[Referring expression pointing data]
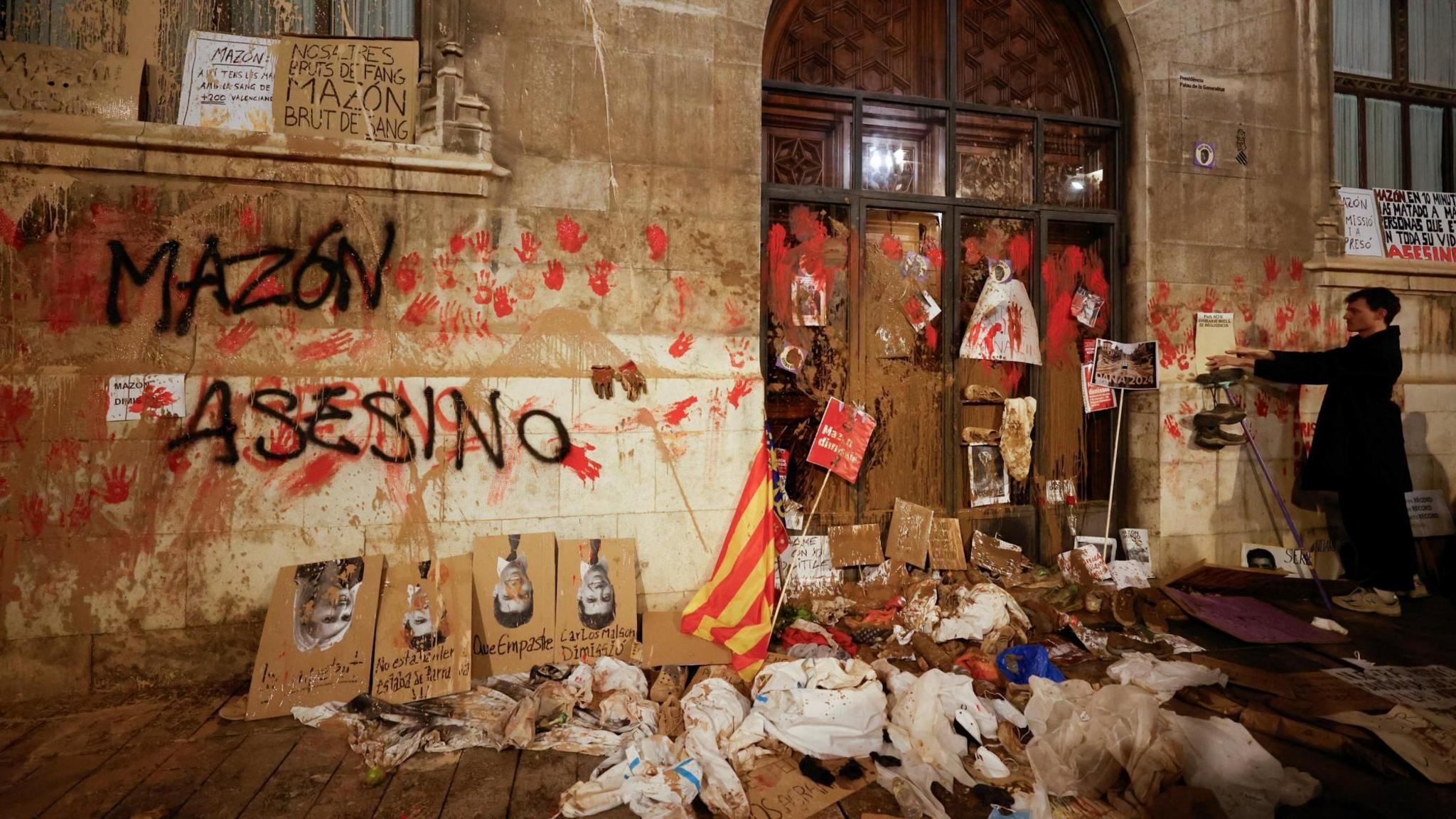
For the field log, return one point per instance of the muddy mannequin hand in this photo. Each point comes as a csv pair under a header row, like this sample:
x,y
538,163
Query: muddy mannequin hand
x,y
632,381
601,382
1239,358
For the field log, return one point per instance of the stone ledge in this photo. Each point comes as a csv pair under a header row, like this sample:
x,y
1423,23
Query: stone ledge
x,y
83,143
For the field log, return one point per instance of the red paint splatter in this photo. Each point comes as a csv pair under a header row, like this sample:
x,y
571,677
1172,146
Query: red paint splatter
x,y
419,309
597,276
233,340
407,273
314,476
655,242
582,464
530,245
569,235
740,390
1171,424
679,412
338,341
685,295
555,274
118,484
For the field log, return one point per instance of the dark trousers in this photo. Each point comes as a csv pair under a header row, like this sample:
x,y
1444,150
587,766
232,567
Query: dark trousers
x,y
1379,530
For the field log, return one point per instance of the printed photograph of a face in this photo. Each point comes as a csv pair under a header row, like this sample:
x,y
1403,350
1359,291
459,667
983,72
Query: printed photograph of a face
x,y
596,598
323,602
514,596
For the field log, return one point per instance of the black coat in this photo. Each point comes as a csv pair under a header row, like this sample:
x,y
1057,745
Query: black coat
x,y
1357,437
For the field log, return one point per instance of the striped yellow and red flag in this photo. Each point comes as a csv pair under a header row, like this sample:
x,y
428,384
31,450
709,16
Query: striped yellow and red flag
x,y
736,606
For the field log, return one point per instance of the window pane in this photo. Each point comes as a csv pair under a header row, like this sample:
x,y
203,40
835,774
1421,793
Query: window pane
x,y
993,159
1383,143
805,140
1347,140
1426,148
1433,31
1076,168
903,149
1363,37
883,47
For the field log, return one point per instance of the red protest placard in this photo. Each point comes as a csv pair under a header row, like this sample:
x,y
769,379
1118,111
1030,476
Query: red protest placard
x,y
840,442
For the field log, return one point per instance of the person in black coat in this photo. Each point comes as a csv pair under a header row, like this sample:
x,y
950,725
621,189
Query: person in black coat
x,y
1359,448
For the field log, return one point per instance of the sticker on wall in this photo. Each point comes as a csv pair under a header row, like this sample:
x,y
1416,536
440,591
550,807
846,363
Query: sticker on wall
x,y
130,398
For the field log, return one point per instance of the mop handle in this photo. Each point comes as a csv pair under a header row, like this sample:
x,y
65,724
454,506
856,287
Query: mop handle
x,y
1289,519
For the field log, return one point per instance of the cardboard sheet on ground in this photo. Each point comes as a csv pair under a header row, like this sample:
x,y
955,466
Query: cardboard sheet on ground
x,y
1250,620
318,637
1424,739
909,538
664,643
947,547
855,545
422,638
596,598
514,627
776,788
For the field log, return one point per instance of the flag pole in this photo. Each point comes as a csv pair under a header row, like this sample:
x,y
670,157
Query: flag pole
x,y
790,574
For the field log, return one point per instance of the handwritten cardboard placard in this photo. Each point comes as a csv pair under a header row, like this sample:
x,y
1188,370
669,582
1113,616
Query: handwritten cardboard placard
x,y
228,82
422,637
947,547
842,439
855,545
318,637
69,80
596,598
909,538
338,86
514,630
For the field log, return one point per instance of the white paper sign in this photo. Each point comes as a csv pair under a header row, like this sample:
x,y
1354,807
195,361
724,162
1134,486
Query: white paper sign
x,y
1430,516
228,82
1361,223
130,398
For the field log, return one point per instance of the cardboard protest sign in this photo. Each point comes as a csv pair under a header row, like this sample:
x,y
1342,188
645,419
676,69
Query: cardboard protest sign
x,y
228,82
596,598
842,439
1126,366
337,86
422,637
947,548
909,538
855,545
514,630
318,637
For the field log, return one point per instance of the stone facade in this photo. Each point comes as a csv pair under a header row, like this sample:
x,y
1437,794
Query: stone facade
x,y
126,563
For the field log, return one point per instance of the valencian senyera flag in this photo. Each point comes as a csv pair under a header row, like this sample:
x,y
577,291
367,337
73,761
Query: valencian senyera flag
x,y
736,606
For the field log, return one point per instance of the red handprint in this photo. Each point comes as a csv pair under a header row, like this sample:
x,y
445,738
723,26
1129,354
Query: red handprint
x,y
118,484
419,309
569,235
529,247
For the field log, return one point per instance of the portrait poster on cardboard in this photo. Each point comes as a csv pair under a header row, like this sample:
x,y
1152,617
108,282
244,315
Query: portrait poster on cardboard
x,y
318,638
514,627
596,598
422,636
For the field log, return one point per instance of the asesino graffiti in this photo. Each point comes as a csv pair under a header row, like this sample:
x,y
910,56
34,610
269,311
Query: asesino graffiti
x,y
274,279
385,423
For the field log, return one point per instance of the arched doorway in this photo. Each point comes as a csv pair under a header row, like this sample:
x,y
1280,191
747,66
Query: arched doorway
x,y
907,148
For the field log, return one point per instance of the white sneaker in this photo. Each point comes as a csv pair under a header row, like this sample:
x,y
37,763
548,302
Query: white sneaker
x,y
1366,601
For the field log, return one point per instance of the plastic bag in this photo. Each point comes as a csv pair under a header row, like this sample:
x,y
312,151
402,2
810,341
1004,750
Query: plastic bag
x,y
1250,783
1162,678
1019,663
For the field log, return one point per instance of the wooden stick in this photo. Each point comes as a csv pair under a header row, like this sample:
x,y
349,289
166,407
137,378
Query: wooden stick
x,y
788,576
1117,439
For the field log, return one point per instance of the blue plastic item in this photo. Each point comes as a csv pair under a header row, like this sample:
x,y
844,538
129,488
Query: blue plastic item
x,y
1019,663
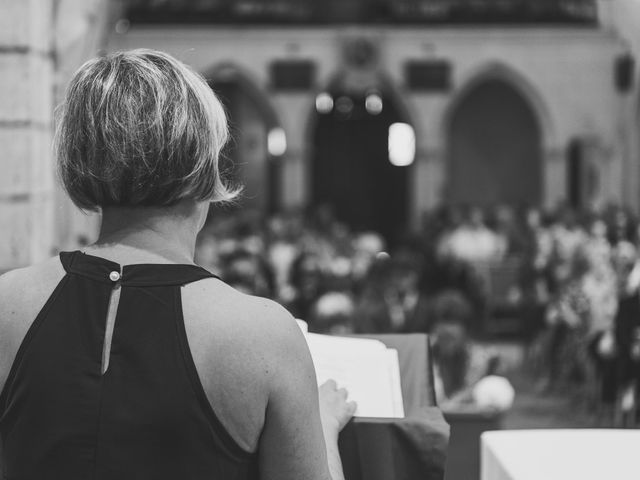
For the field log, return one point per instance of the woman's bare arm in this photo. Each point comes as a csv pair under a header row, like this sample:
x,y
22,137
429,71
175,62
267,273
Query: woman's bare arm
x,y
297,442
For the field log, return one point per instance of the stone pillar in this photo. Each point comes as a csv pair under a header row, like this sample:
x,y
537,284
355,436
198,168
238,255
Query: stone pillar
x,y
26,111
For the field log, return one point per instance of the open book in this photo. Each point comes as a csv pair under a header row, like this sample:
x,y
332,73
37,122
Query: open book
x,y
366,368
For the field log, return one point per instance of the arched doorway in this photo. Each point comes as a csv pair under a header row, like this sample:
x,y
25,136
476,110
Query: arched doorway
x,y
494,147
255,129
354,170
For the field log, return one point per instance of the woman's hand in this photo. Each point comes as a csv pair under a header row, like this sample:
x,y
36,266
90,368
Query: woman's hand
x,y
335,410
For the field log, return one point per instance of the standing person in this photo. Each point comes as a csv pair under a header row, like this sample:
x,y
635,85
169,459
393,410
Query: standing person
x,y
127,360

Exercise goal:
Skip the pictures, then return the rest of the data exactly.

Exercise answer:
For the field log, return one point per instance of the muddy mannequin hand in this photo. Each point comes as a csv pair under a header row, like this sample:
x,y
538,163
Query: muddy mannequin hand
x,y
632,381
601,382
1239,358
For the field log, return one point per instance of the stone ledge in this photo. Each point comes as a csv pair under a header row, like this sample:
x,y
1423,23
Query: stone ledge
x,y
83,143
For the field log, return one point per instance of the red paint splatter in this photo. Each point comes as a csv pair under a header row, like this sample:
x,y
571,677
1172,146
Query: red paint splatter
x,y
419,309
597,276
233,340
407,273
314,476
655,242
582,464
530,245
569,235
740,390
1171,424
679,412
338,341
685,295
555,274
118,484
For the field log, return one point per instance of the dark trousers in this photo. Each point comes as a csv pair under a header row, like this sample:
x,y
1444,150
587,766
232,567
Query: dark trousers
x,y
1379,530
For the field log, return one point per instance of the printed photograph of a face in this photo. Each point comes as a csv pair under a header row, like this sample:
x,y
1403,350
1359,291
459,667
983,72
Query: printed photograph of a face
x,y
596,598
323,602
514,596
For the field log, return one point per instance of the black coat in this photo. Each point comes as a csv pair under a header row, like this sample:
x,y
1057,745
Query: black coat
x,y
1357,437
For the field log, return one point per instance of the striped yellow and red flag in this photo. Each point comes as a csv pair under a header row, like this sample:
x,y
428,384
31,450
709,16
Query: striped yellow and red flag
x,y
736,606
For the field log, return one point per instance of the window pane in this photo. Each point comes as a csv pair under a header row, like this sample:
x,y
203,40
835,774
1421,793
Query: window pane
x,y
993,159
1383,143
805,140
1347,140
1426,148
1433,31
1076,168
903,149
1363,37
883,47
For the field log, return one point per instance of the red protest placard in this photo. Each point comes as a csv pair under a header row, like this sample:
x,y
769,379
1118,111
1030,476
Query: red protest placard
x,y
840,442
For the field log, return one point per instance of the person in black coat in this photo. Each point comes as a csv pair under a header row, like this sample:
x,y
950,725
621,189
Query: person in black coat
x,y
1359,448
For the field log, return one point per instance of the sticker on wall in this photo. Each point comes as a csv pair under a header row, like this sample:
x,y
1416,536
440,591
550,807
846,363
Query: sticker on wall
x,y
130,398
For the field log, return one point per instance of the mop handle in this photo. Each point comes as a csv pair under a header row, like this sample:
x,y
65,724
454,506
856,287
Query: mop handle
x,y
1289,519
For the field log, return one point per instance of the cardboard sheet on ground in this photo. Each point comes as a csv pair under a header row, like this sample:
x,y
955,466
Query: cardboard sheet on ground
x,y
1250,620
318,637
1424,739
909,538
664,643
947,547
855,545
422,638
596,598
514,627
776,788
For the field log, return one point per instance of the flag pole in this photo. Each point comes as a csv pair under a header row, like this sample:
x,y
670,157
Query: flag pole
x,y
790,574
For the field log, return one point per instance of the handwritten cardboard placard in this photo. Each point comes as a csv pair under a header row, like this sample:
x,y
1188,370
669,582
1113,616
Query: handwritten cardboard placard
x,y
228,82
422,637
947,547
842,439
855,545
318,637
69,80
596,598
909,538
338,86
514,630
For the field log, return one point per instance of the white paper sign in this photo. Each point comes as a csv pair under a header row, like this sample:
x,y
1354,807
195,361
724,162
1134,486
Query: white paper sign
x,y
1430,516
228,82
1361,223
130,398
For the field log, return one point per instance of the cardboard protest sign in this photo. Each point comes as a csv pair under a header row, like this sample:
x,y
1342,188
645,419
676,69
Query: cardboard protest sign
x,y
228,82
596,598
842,439
1126,366
337,86
422,637
947,548
909,538
855,545
514,630
318,637
For the field log, return one point per instance of the stone facade in this photo. Each point comes as a csv pair under a header row, like this sample:
x,y
1437,794
Query: stone facade
x,y
126,563
For the field log, return one point per instance of the valencian senyera flag in this photo. Each point comes as a csv pair under a header row, like this sample:
x,y
577,291
367,337
73,761
Query: valencian senyera flag
x,y
736,606
For the field log, return one point per instance of the red handprint in this photo. Each point comes as a csv pair under a header row, like this sample:
x,y
445,738
723,26
1129,354
Query: red handprint
x,y
118,484
419,309
569,235
529,247
For the field log, return one point per instance of the portrait poster on cardboard in this photo. Each point comes as a csv pair under a header row, like this sample:
x,y
1152,617
108,282
244,315
Query: portrait poster on cardboard
x,y
318,638
514,627
596,598
422,636
For the field log, return one point per instance of the asesino graffiti in this photo. Each point comes as a csv pair under a header row, like this sample:
x,y
910,56
34,610
269,311
Query: asesino graffiti
x,y
274,279
385,423
For the field log, return one point per instance of the arched doorway in this photo. Each point comes as a csv pair under a header row, like this sample:
x,y
1280,191
747,66
Query: arched doorway
x,y
907,148
For the field log, return one point per instance of the white sneaker in this photo. Each point comes as a csv pair under a header row, like this sample:
x,y
37,763
548,302
Query: white sneaker
x,y
1366,601
For the field log, return one point per instance of the plastic bag in this photo. Each point comes as a csv pair under a header row, like this sample:
x,y
312,151
402,2
810,341
1004,750
Query: plastic bag
x,y
1250,783
1162,678
1019,663
For the field log, return one point per instance of the wooden stick in this photo. Each point comes as a csv pair under a header row, like this sample:
x,y
349,289
166,407
137,378
Query: wooden stick
x,y
788,576
1117,439
For the field log, return one point per instance of the blue plastic item in this photo. Each point comes as a csv pair under a header row, like this sample:
x,y
844,538
129,488
Query: blue plastic item
x,y
1019,663
For the field log, return one point per instance of the woman's bare arm in this photo. Each point comes as a csv pair under a header row, like this sample:
x,y
22,137
429,71
175,62
267,273
Query: woman's bare arm
x,y
297,442
For the field log, return one point per instance of the stone pillar in this photo. Each point comes as a csv pair under a header row, like this sample:
x,y
537,284
355,436
198,168
238,255
Query: stone pillar
x,y
26,111
For the field log, return one point per instance of the open book in this photo. Each point comes as a csv pair under a header row, like this sample:
x,y
332,73
37,122
Query: open book
x,y
366,368
For the field log, return one point per instance of the arched doorway in this photo. Each point comes as a csv pair under a header row, like this sample:
x,y
25,136
476,110
Query: arched doorway
x,y
494,147
255,129
354,170
For the field log, return one point per instance of the woman's hand in this photo. Each point comes as a csv pair under a header row, like this sample:
x,y
36,266
90,368
Query: woman's hand
x,y
335,410
For the field log, return one point per instance of the standing person in this photo. Each point comes as a csv pair under a header row, like this sample:
x,y
635,85
169,459
393,410
Query: standing person
x,y
127,360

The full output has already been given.